Starting with the line that contains "Reviewer note: confirm that each instance of the distant" and going on through the end of the records, rewrite every line in full and shift each coordinate by adding 37 to both its x and y values. Leave all other wording unchanged.

### Extracted data
[start]

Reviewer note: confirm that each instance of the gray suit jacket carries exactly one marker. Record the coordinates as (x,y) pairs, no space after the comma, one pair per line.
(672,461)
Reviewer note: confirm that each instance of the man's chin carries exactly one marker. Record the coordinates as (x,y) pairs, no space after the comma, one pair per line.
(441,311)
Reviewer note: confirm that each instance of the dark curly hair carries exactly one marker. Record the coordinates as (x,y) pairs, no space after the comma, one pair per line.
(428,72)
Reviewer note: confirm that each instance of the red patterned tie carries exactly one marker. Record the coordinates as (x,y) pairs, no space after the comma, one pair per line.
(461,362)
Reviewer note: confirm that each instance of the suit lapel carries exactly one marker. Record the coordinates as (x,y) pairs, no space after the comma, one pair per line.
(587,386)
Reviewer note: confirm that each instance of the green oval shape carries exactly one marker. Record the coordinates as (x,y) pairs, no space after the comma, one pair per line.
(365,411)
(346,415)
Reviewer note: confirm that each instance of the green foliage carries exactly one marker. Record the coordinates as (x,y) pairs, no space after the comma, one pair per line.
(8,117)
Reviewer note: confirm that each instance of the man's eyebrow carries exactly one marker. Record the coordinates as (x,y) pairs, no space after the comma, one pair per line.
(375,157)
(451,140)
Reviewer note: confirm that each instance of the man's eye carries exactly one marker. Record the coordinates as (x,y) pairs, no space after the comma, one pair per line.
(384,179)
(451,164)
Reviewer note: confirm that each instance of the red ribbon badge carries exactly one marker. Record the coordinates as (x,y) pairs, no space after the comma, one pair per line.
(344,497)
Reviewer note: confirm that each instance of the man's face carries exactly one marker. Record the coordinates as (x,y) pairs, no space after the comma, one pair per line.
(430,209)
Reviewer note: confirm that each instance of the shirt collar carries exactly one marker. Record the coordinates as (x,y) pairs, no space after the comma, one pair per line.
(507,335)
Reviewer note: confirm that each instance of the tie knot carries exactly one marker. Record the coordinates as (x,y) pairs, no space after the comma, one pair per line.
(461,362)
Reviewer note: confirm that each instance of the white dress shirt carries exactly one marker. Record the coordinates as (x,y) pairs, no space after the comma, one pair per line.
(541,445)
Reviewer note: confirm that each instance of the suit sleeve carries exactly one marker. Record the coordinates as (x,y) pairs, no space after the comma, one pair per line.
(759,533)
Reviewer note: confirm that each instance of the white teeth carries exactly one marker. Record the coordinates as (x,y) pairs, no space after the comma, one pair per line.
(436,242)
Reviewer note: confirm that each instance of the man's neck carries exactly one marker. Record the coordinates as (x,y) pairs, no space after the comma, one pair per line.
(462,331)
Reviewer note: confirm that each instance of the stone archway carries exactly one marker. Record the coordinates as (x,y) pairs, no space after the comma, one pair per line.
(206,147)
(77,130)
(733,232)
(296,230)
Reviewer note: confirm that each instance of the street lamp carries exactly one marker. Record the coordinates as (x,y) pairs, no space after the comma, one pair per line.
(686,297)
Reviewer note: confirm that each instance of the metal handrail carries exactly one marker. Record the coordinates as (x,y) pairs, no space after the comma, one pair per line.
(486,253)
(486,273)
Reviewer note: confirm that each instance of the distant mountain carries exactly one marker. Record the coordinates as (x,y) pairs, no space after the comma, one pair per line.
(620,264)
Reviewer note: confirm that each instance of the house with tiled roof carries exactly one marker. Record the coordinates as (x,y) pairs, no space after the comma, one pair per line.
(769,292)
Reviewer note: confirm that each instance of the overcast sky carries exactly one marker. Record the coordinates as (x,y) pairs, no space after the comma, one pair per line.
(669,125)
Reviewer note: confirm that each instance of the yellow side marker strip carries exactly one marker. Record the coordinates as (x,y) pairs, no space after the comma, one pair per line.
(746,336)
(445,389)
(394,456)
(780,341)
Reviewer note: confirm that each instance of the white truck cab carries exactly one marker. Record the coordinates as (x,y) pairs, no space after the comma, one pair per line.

[end]

### Final answer
Reviewer note: confirm that each instance of the distant mountain carries exactly one marker. Record the coordinates as (x,y) pairs, no space after the comma, one pair per line.
(657,301)
Reviewer note: confirm that each instance of the house with tiled roof carries exactly one marker. Record the coordinates as (x,y) pairs, no space after the comma, one pair per line.
(806,329)
Reviewer note: confirm that each instance of the overcast sky carries exactly one marker. Record the coordinates as (x,y) pairs, no space after the comma, one pair per line.
(706,162)
Reviewer note: confirm that each instance of the yellow side marker strip carries exactly one marker. Record the coordinates as (x,y) pairs, no space after the comma, one pair per line.
(783,373)
(482,426)
(431,493)
(817,378)
Reviewer note: confirm that each instance of the white truck cab carries exactly one marker. Record the coordinates as (x,y) pairs, no space after the comma, one pair per line.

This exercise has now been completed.